▸ **Source extract**:
I’ve been a huge fan of Arctic Monkeys from the first moment I heard them. This is the lead single from their forthcoming Humbug, co-produced by Josh Homme of Queens Of The Stone Age. We’re excited and you should be too.

The Builders And The Butchers: When It Rains

This one’s a rarity, from The Builders And The Butchers’ split with Loch Lomond. Is it their most amazing song ever? Not quite. But as this mixtape shaped up, themes started to develop; rain and kings and woods and storms and soul, and this just fell right into place. In case you missed them, review and interview.

Portugal. The Man: The Woods

So happy you guys are feeling me on the recommendation of this album. So good.

Spinnerette: A Spectral Suspension

Reactions to our coverage of Spinnerette has been mixed, and I myself was a little skeptical at first, despite being a huge Distillers fan. But the album grew on me, and this is my favorite track.

Clutch: King Of Arizona

Another rarity. This one’s from Bam Margera’s Viva La Bands Volume 2. Clutch is cool.

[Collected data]
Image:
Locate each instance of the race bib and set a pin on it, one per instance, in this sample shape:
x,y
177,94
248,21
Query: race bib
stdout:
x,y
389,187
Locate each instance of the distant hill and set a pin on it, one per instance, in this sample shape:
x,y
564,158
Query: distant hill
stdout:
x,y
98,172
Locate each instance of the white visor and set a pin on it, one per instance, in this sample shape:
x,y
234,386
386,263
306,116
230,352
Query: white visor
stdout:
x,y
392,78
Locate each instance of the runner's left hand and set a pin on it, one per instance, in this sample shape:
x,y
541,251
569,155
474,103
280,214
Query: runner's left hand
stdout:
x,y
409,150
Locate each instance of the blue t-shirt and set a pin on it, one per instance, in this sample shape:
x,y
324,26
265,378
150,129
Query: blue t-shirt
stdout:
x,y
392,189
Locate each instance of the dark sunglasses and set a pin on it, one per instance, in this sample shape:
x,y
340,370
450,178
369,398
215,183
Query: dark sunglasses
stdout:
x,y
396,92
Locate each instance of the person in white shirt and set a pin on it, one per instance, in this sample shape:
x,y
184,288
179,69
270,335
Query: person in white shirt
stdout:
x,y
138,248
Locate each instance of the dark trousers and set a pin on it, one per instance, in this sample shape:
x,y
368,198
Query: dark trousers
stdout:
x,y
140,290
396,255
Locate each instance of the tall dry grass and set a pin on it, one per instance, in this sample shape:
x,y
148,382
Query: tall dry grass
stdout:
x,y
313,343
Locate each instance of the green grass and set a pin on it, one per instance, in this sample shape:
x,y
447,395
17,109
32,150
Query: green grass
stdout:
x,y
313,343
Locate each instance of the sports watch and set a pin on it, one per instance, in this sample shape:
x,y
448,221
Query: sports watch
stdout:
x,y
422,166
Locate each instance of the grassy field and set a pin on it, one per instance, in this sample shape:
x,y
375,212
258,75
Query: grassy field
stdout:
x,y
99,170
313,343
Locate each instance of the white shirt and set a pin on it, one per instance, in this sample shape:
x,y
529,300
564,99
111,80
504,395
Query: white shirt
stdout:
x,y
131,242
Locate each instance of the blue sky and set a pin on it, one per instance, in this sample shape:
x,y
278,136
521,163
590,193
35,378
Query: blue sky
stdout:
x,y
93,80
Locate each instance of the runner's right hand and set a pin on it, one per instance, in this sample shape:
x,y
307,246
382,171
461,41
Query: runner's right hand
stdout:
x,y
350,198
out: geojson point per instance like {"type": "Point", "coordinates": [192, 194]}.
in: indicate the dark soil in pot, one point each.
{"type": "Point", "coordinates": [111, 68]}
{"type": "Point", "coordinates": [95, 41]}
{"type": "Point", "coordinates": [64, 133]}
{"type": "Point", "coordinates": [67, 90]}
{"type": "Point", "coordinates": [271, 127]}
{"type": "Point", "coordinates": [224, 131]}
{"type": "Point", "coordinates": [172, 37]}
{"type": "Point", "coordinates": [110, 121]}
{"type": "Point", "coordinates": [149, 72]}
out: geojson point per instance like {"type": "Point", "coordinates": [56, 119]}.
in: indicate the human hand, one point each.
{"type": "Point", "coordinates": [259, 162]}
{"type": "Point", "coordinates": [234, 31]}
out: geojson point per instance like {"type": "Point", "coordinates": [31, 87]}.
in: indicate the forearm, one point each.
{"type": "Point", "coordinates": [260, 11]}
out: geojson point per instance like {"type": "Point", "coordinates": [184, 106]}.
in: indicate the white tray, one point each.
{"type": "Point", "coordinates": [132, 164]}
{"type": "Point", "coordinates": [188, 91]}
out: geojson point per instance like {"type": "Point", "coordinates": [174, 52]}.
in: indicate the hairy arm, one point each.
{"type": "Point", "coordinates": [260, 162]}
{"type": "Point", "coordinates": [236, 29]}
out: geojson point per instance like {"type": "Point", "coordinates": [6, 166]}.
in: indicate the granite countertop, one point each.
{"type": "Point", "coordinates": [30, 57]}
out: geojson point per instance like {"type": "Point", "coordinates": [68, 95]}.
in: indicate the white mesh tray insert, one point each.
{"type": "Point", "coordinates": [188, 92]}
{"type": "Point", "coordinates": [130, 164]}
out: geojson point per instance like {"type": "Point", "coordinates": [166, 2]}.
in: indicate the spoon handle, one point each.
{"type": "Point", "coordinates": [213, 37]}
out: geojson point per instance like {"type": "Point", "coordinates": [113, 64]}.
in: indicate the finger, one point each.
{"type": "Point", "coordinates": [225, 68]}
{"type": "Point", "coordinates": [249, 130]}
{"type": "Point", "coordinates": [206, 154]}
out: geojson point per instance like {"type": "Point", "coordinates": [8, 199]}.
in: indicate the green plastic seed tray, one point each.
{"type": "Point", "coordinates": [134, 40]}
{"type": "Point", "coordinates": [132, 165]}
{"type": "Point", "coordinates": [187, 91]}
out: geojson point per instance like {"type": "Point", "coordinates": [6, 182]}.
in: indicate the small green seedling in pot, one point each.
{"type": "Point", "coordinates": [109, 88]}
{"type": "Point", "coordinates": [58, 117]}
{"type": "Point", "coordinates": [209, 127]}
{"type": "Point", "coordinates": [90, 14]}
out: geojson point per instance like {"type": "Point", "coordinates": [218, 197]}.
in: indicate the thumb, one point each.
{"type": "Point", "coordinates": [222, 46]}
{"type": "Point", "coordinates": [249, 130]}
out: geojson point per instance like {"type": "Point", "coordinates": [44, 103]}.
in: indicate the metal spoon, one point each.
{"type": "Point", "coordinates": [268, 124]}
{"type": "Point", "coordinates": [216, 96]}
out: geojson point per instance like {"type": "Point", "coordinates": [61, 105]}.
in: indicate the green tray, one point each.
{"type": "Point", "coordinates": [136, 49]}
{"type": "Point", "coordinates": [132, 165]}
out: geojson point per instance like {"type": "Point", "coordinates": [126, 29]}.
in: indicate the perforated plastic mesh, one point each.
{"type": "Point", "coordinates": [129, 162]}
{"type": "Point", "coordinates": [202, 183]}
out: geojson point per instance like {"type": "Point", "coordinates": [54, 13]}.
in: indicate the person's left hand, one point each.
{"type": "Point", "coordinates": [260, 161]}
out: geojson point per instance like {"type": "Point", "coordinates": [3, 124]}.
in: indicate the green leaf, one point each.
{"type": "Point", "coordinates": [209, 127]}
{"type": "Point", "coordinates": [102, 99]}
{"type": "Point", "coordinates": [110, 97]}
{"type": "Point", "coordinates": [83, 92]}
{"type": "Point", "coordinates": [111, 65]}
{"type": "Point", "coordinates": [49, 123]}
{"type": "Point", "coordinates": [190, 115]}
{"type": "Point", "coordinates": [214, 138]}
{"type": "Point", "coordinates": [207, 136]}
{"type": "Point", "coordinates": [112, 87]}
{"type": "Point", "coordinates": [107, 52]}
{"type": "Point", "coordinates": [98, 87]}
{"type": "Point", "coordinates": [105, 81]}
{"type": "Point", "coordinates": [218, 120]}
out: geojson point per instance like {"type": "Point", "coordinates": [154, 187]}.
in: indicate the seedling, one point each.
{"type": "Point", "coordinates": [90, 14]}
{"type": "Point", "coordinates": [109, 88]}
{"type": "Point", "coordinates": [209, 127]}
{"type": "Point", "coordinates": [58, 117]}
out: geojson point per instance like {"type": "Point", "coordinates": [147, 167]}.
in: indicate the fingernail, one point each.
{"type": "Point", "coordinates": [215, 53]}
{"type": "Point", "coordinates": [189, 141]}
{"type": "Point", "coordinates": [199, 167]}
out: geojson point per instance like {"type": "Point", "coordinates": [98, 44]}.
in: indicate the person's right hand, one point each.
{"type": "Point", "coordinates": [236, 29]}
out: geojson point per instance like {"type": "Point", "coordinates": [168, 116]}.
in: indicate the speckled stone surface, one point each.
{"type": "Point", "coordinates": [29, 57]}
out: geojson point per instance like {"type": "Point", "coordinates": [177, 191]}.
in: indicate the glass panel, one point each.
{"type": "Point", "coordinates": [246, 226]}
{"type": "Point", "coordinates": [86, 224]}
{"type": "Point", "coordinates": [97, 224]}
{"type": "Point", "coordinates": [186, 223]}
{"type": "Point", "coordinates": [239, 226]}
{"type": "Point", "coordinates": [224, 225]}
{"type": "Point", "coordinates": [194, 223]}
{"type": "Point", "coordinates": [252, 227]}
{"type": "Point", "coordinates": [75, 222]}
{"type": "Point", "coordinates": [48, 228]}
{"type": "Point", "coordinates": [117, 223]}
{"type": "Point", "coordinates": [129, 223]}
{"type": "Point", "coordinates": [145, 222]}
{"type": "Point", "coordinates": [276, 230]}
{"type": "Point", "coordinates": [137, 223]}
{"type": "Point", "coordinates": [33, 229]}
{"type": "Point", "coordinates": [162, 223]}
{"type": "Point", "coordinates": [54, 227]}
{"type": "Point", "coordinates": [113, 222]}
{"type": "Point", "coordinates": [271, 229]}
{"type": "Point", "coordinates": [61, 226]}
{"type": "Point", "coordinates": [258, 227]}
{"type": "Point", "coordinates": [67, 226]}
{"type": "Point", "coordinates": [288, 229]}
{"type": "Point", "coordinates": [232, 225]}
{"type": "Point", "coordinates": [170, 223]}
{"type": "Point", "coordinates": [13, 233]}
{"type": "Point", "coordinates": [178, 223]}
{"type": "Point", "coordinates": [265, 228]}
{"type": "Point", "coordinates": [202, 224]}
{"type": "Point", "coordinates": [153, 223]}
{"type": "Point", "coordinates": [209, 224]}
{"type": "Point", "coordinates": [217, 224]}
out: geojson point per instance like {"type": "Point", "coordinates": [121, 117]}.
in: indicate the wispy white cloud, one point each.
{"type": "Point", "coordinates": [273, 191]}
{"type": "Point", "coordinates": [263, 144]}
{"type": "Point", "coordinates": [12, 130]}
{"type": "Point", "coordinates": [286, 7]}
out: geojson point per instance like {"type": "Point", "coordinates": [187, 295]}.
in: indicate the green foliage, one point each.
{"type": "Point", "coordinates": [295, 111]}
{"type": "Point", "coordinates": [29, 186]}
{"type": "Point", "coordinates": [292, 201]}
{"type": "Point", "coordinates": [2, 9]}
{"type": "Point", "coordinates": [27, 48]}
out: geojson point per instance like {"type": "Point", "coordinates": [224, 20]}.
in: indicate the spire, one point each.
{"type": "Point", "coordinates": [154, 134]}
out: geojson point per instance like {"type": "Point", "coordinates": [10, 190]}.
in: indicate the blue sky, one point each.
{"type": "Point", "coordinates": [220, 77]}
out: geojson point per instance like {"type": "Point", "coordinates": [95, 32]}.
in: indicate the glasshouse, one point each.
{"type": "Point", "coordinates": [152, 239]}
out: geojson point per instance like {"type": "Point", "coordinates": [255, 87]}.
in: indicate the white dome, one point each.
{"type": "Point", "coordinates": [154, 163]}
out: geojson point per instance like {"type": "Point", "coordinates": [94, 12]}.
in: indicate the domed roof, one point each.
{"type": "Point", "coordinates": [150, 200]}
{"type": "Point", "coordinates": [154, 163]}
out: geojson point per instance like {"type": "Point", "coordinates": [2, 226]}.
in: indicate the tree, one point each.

▸ **What to work on**: Transcribe the mixtape notes above word for word, starting at "This one’s a" and ending at "review and interview.".

▸ **Solution below**:
This one’s a rarity, from The Builders And The Butchers’ split with Loch Lomond. Is it their most amazing song ever? Not quite. But as this mixtape shaped up, themes started to develop; rain and kings and woods and storms and soul, and this just fell right into place. In case you missed them, review and interview.